*Passage given*.
Vimeo Video Platform - Solution Architecture

Mission

Build a low-latency backend integration layer that turns Vimeo into an in-app video library by synchronising a deeply nested Vimeo folder tree into the platform, serving only authorised content to signed-in users, staying aligned with client-side changes made directly in Vimeo, and supporting ranking, analytics, audit logging, Kafka-driven events, and per-video HubSpot chat context.

Constraints

Backend stack: Go
Cloud: AWS
Primary database: PostgreSQL
Optional cache: Redis
Video source of truth: Vimeo
User authentication: Google / Apple
Target backend latency for library/detail endpoints: $p95 \le 300\text{ms}$
No reliance on front-end caching
Vimeo folder tree can change at any time
Users can only see videos permitted by role/profile

Core Design

Never call Vimeo on the user read path for library browsing.
Mirror Vimeo folders/videos into PostgreSQL.
Use Redis for hot metadata, ranked feeds, and entitlement-friendly read acceleration.
Use Kafka for async processing:
- Vimeo sync events
- analytics events
- audit events
- ranking feature events
Use both:
- webhook-driven sync for freshness
- scheduled reconciliation for correctness
Enforce authorisation in backend before returning video playback metadata.
Let Vimeo deliver the media; backend delivers metadata, structure, entitlements, ranking, and context.

AWS Services

Amazon Cognito
- Google / Apple federated sign-in
Amazon ECS Fargate
- api-service
- sync-service
- analytics-consumer
- audit-consumer
- admin-service
Amazon RDS for PostgreSQL
Amazon ElastiCache for Redis
Amazon MSK
Amazon EventBridge Scheduler
AWS Secrets Manager
Amazon CloudWatch + OpenTelemetry

High-Level Architecture

flowchart LR U[User App] --> ALB[ALB] ALB --> API[Go API Service] API --> COG[Cognito<br/>Google/Apple Sign-In] API --> REDIS[Redis] API --> PG[(PostgreSQL)] API --> HUB[HubSpot API] API --> KAFKA[MSK / Kafka] VIMEO[Vimeo API + Webhooks] --> SYNC[Go Sync Service] SYNC --> PG SYNC --> REDIS SYNC --> KAFKA SYNC --> VIMEO API --> PLAYBACK[Playback Metadata Endpoint] PLAYBACK --> PG PLAYBACK --> REDIS API --> ANALYTICS[Analytics Ingest] ANALYTICS --> KAFKA KAFKA --> AC[Analytics Consumer] AC --> PG KAFKA --> ADC[Audit Consumer] ADC --> PG KAFKA --> RC[Ranking Pipeline] RC --> PG RC --> REDIS ADMIN[Admin Dashboard] --> API

Services

`api-service` (`Go`)

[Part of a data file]
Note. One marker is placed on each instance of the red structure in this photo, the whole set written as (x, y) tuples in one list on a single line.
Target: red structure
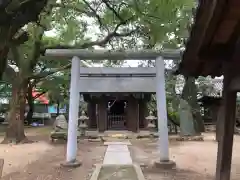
[(42, 98)]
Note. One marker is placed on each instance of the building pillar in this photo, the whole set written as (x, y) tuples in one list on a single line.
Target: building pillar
[(226, 131), (162, 114), (142, 113), (92, 114), (102, 114), (132, 115), (73, 114)]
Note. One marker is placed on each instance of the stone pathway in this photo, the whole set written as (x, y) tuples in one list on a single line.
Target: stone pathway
[(117, 153)]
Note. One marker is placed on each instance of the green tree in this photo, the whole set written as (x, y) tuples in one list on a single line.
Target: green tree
[(13, 16)]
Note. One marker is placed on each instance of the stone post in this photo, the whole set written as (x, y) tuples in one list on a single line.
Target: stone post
[(73, 115), (162, 115)]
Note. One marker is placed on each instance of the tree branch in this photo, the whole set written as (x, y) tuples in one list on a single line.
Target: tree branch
[(40, 94), (69, 6), (101, 42), (42, 75), (107, 3), (95, 13)]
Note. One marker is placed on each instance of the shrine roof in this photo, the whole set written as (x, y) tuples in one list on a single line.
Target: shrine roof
[(117, 80), (213, 38)]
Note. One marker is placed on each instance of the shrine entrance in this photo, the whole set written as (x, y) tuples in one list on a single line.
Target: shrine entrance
[(116, 116), (132, 83)]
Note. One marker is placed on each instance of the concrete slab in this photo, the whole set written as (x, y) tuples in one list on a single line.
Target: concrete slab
[(113, 175), (118, 143), (115, 158), (118, 148)]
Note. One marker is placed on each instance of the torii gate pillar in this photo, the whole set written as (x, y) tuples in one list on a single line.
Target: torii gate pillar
[(71, 154), (162, 116)]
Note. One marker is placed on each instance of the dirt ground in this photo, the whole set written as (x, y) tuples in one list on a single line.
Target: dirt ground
[(41, 160), (195, 160)]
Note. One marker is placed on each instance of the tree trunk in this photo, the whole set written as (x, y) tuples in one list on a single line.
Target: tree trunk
[(58, 107), (15, 131), (190, 95), (30, 101)]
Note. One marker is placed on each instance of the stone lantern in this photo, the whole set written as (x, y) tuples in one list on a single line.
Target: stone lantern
[(83, 123), (151, 121)]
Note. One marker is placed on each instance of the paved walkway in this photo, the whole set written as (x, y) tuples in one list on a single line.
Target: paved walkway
[(117, 153)]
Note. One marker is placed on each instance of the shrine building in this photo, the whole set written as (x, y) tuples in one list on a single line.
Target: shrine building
[(117, 97)]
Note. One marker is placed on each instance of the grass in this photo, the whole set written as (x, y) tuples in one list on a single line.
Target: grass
[(45, 130)]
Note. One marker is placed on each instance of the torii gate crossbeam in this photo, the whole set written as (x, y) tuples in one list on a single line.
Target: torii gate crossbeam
[(81, 54)]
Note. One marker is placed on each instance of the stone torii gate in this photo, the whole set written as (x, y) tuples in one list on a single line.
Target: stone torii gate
[(80, 54)]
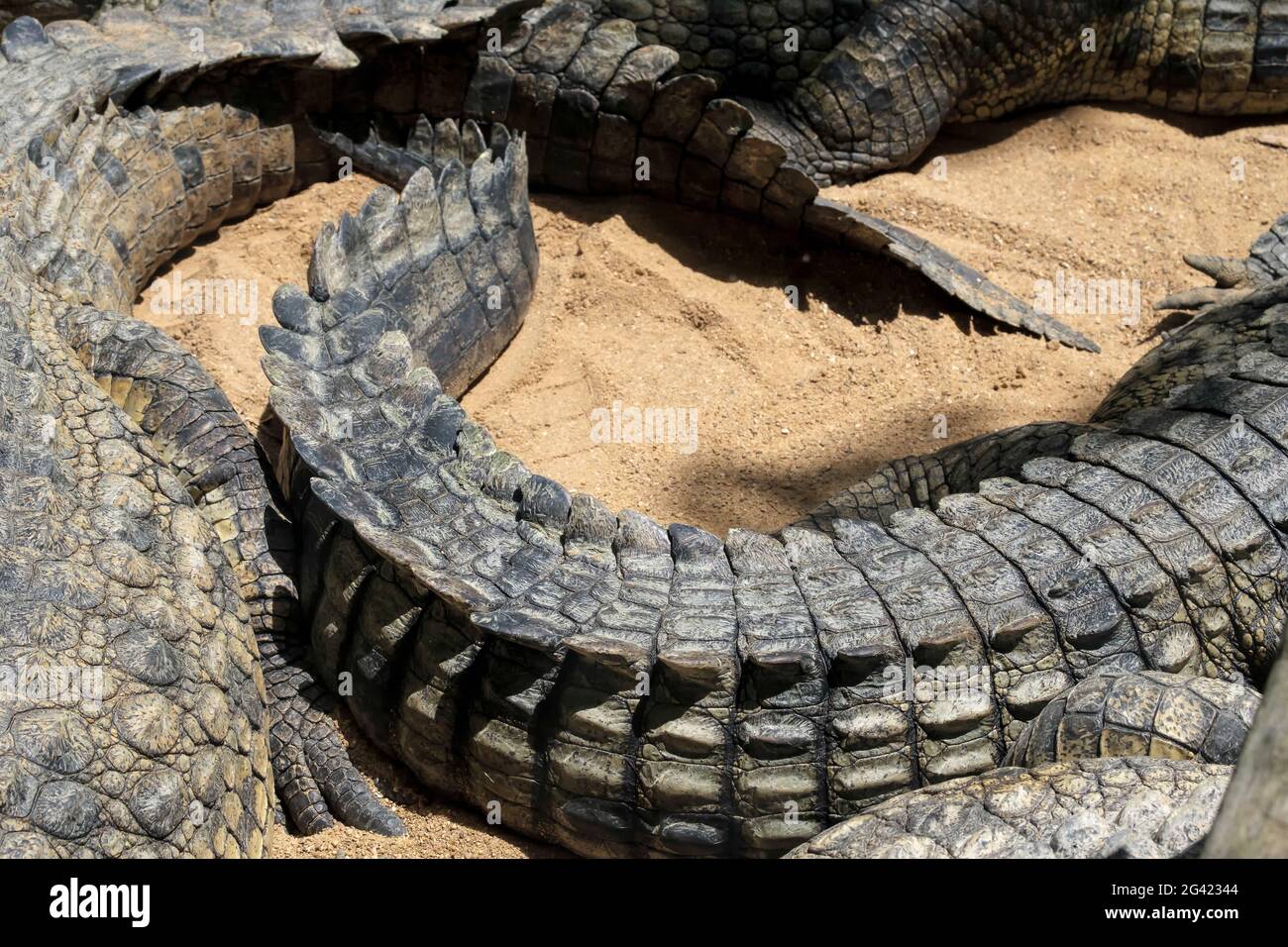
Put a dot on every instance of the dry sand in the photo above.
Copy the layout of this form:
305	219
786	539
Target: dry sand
656	305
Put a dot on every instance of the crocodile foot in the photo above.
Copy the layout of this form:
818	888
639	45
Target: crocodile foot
1233	275
316	781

*Task prompt*.
Translate this sentence from the Vimeo architecture page into Spanish: "Never call Vimeo on the user read path for library browsing."

*Reply*.
Nunca llames a Vimeo en la ruta de lectura del usuario para la navegación de la biblioteca.